--- Material ---

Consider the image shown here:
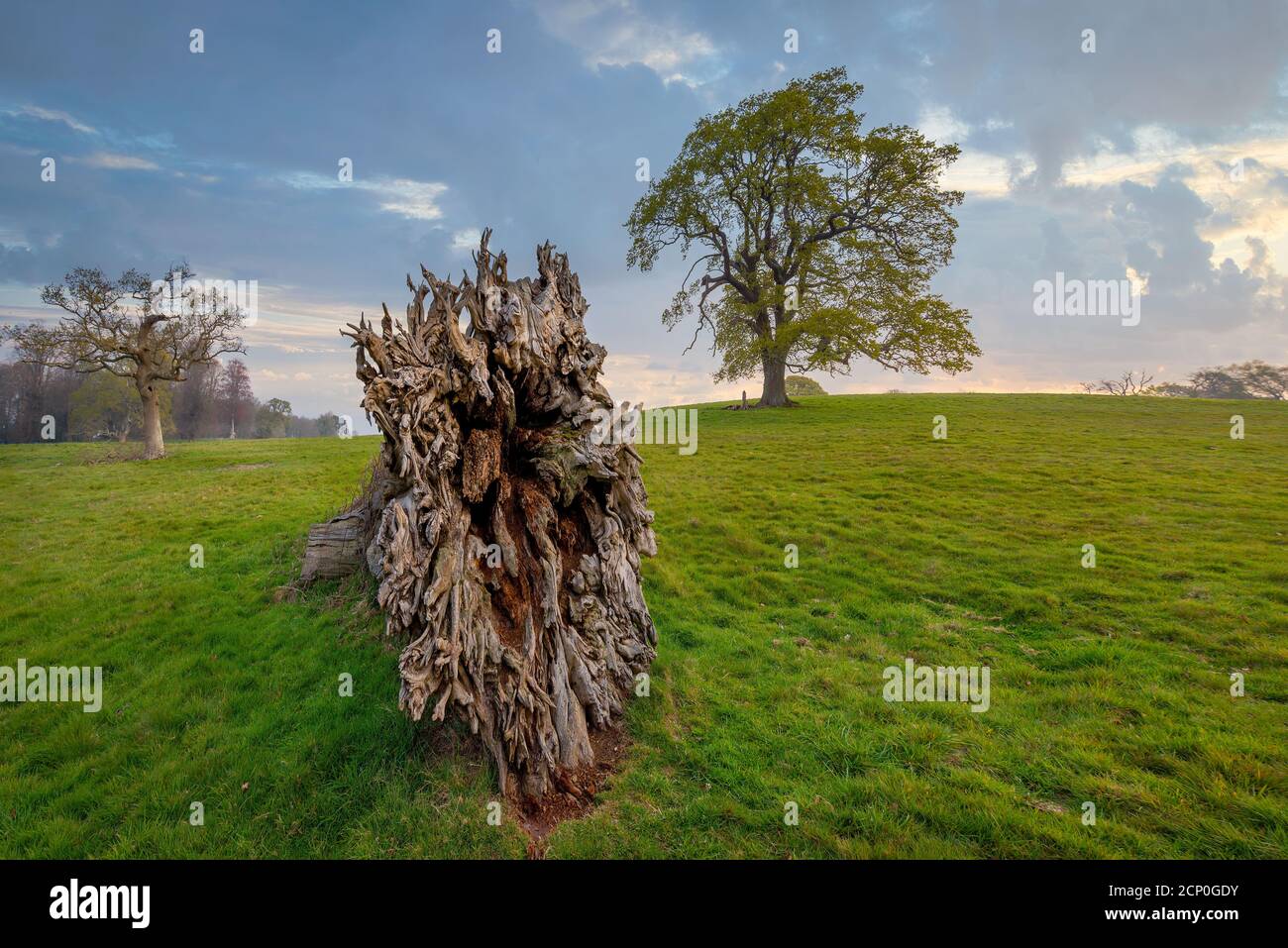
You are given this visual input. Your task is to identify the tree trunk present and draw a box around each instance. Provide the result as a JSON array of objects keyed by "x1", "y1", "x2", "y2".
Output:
[
  {"x1": 344, "y1": 231, "x2": 657, "y2": 798},
  {"x1": 136, "y1": 378, "x2": 164, "y2": 461},
  {"x1": 756, "y1": 353, "x2": 791, "y2": 408}
]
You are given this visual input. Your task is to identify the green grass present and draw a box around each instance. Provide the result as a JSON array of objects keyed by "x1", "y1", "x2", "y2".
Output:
[{"x1": 0, "y1": 395, "x2": 1288, "y2": 858}]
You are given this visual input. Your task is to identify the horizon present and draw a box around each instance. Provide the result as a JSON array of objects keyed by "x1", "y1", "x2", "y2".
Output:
[{"x1": 0, "y1": 0, "x2": 1288, "y2": 432}]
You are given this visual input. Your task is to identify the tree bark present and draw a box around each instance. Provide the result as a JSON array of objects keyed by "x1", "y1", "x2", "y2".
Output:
[
  {"x1": 344, "y1": 231, "x2": 657, "y2": 798},
  {"x1": 756, "y1": 353, "x2": 791, "y2": 408},
  {"x1": 136, "y1": 374, "x2": 164, "y2": 461}
]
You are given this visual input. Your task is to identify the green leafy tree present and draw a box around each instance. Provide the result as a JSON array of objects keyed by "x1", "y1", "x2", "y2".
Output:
[{"x1": 626, "y1": 67, "x2": 980, "y2": 406}]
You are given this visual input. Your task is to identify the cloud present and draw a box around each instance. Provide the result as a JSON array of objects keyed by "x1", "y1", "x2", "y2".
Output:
[
  {"x1": 5, "y1": 106, "x2": 98, "y2": 136},
  {"x1": 537, "y1": 0, "x2": 716, "y2": 87},
  {"x1": 278, "y1": 171, "x2": 447, "y2": 220},
  {"x1": 69, "y1": 152, "x2": 161, "y2": 171}
]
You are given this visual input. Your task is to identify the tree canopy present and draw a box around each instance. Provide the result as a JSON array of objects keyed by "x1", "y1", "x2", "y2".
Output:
[{"x1": 626, "y1": 67, "x2": 980, "y2": 406}]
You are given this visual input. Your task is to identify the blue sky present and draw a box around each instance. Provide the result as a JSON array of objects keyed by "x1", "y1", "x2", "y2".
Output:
[{"x1": 0, "y1": 0, "x2": 1288, "y2": 422}]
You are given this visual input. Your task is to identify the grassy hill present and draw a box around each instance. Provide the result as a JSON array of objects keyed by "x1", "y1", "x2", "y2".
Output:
[{"x1": 0, "y1": 395, "x2": 1288, "y2": 858}]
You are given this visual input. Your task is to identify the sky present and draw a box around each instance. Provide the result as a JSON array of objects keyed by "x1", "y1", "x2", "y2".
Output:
[{"x1": 0, "y1": 0, "x2": 1288, "y2": 425}]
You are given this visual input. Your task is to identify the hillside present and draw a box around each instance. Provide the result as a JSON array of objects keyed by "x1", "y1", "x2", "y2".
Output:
[{"x1": 0, "y1": 394, "x2": 1288, "y2": 858}]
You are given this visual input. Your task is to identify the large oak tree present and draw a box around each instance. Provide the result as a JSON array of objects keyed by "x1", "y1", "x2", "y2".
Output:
[
  {"x1": 626, "y1": 67, "x2": 980, "y2": 407},
  {"x1": 5, "y1": 264, "x2": 244, "y2": 459}
]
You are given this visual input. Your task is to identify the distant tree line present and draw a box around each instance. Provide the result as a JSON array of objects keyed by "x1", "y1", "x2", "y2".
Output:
[
  {"x1": 1082, "y1": 360, "x2": 1288, "y2": 400},
  {"x1": 0, "y1": 353, "x2": 340, "y2": 443}
]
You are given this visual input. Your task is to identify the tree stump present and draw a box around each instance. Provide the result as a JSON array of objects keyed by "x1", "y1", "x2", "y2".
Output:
[{"x1": 342, "y1": 231, "x2": 657, "y2": 799}]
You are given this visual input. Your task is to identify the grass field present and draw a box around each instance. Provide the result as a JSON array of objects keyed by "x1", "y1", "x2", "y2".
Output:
[{"x1": 0, "y1": 395, "x2": 1288, "y2": 858}]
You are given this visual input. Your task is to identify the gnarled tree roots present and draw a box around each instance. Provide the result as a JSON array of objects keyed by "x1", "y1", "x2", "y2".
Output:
[{"x1": 344, "y1": 231, "x2": 657, "y2": 798}]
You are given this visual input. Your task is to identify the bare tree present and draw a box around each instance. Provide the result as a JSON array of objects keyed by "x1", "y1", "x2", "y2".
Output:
[
  {"x1": 1082, "y1": 369, "x2": 1154, "y2": 395},
  {"x1": 1227, "y1": 360, "x2": 1288, "y2": 402},
  {"x1": 4, "y1": 264, "x2": 245, "y2": 459}
]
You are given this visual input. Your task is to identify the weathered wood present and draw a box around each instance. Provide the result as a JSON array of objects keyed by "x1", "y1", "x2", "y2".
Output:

---

Auftrag: Bitte tippe alle Zeilen oben wortgetreu ab und lass die Bilder dabei weg.

Endergebnis:
Consider the image shown here:
You are given this visual input. Your task is to identify the tree trunk present and draw a box around each instance. Provide the result as a JSON array of objects keyed by "x1", "y1", "x2", "y2".
Output:
[
  {"x1": 344, "y1": 231, "x2": 657, "y2": 798},
  {"x1": 136, "y1": 378, "x2": 164, "y2": 461},
  {"x1": 756, "y1": 353, "x2": 791, "y2": 408}
]
You are given this visual input. Your task is to identify the green grass present and draw a box around each instance. Provide the result as a JSON array of objects keyed by "x1", "y1", "x2", "y2".
Output:
[{"x1": 0, "y1": 395, "x2": 1288, "y2": 858}]
You are given this visual input. Your task is to identify the horizon present and draw a box around each instance. Provide the result as a JSON array of objects keyed by "x1", "y1", "x2", "y2".
Output:
[{"x1": 0, "y1": 0, "x2": 1288, "y2": 432}]
You are given this visual input. Your task is to identify the tree bark present and draw a box around each instance. Provide the result as a JSON array of objects keyed by "x1", "y1", "x2", "y2".
Output:
[
  {"x1": 344, "y1": 231, "x2": 657, "y2": 798},
  {"x1": 756, "y1": 353, "x2": 791, "y2": 408},
  {"x1": 136, "y1": 374, "x2": 164, "y2": 461}
]
You are given this visual input. Your task is to identify the green leafy tree present and draw a box around each instance. Provide the result as a JSON array of objects keyed by "x1", "y1", "x2", "y2".
Output:
[{"x1": 626, "y1": 67, "x2": 980, "y2": 406}]
You are given this visual input. Your task is to identify the cloud present and draw a box around each instance. Provide the result as a JSON array of objects keyed by "x1", "y1", "x2", "y2".
Output:
[
  {"x1": 5, "y1": 106, "x2": 98, "y2": 136},
  {"x1": 537, "y1": 0, "x2": 716, "y2": 87},
  {"x1": 278, "y1": 171, "x2": 447, "y2": 220},
  {"x1": 69, "y1": 152, "x2": 161, "y2": 171}
]
You are given this visual input. Your task is to identify the tree canopy present and draw a box around each instance. Provide the result as a JSON array of objects keyed by "x1", "y1", "x2", "y2".
Output:
[{"x1": 626, "y1": 67, "x2": 980, "y2": 406}]
You are given this visual input. Your task is to identify the blue sky present and draw a box around each instance. Provide the result as a JSON array of objects keyed by "x1", "y1", "x2", "y2".
Output:
[{"x1": 0, "y1": 0, "x2": 1288, "y2": 422}]
You are given this visual input. Your task is to identify the grassy hill present and draw a box around each instance. Provide the result as a JSON array of objects keyed by "x1", "y1", "x2", "y2".
Output:
[{"x1": 0, "y1": 395, "x2": 1288, "y2": 858}]
You are given this visual input. Your task is to identify the sky present and draw a box around each instance. Provide the result as a JSON array of objects keyed by "x1", "y1", "x2", "y2".
Output:
[{"x1": 0, "y1": 0, "x2": 1288, "y2": 425}]
You are given this visual input. Your task is to identify the hillside present and draw a box around each instance. Provide the result as a JSON array of objects keyed by "x1", "y1", "x2", "y2".
Output:
[{"x1": 0, "y1": 394, "x2": 1288, "y2": 858}]
You are given this visual input. Your task is to identify the large oak tree present and draw a box around each instance. Provide the result as a JSON array of objects keyed by "x1", "y1", "x2", "y2".
Output:
[
  {"x1": 626, "y1": 67, "x2": 980, "y2": 407},
  {"x1": 5, "y1": 264, "x2": 244, "y2": 459}
]
You are given this visual input. Your task is to identify the distant tree line present and draw a box around each instance. Provide the result as a JSON array of objects keyed by "x1", "y1", "x2", "y2".
Output:
[
  {"x1": 1082, "y1": 360, "x2": 1288, "y2": 400},
  {"x1": 0, "y1": 353, "x2": 340, "y2": 443}
]
You are given this visual input. Your task is to identify the tree stump present and draw a box around each instance. Provide the result as a JSON array of objects keyed by "x1", "y1", "x2", "y2".
Output:
[{"x1": 342, "y1": 231, "x2": 657, "y2": 799}]
You are given this visual input. Your task is to identify the grass field present and draw a box around each instance. Provide the result as a JSON array of objects keyed by "x1", "y1", "x2", "y2".
Output:
[{"x1": 0, "y1": 395, "x2": 1288, "y2": 858}]
You are given this visual input. Your task is to identify the gnarled tree roots present and draw a box around each instance. Provide the result as a JSON array of objects keyed by "x1", "y1", "x2", "y2".
Output:
[{"x1": 344, "y1": 231, "x2": 657, "y2": 798}]
You are given this visual input. Your task is to identify the bare tree present and draw a box around each instance. Provide the result as a JSON array of objects keyed by "x1", "y1", "x2", "y2".
Output:
[
  {"x1": 1082, "y1": 369, "x2": 1154, "y2": 395},
  {"x1": 1227, "y1": 360, "x2": 1288, "y2": 402},
  {"x1": 4, "y1": 264, "x2": 245, "y2": 459}
]
You are given this visual input. Your task is to identify the weathered wood present and draw a box around each instance. Provide the result as a JSON array of objects keyed by "x1", "y1", "x2", "y2".
Output:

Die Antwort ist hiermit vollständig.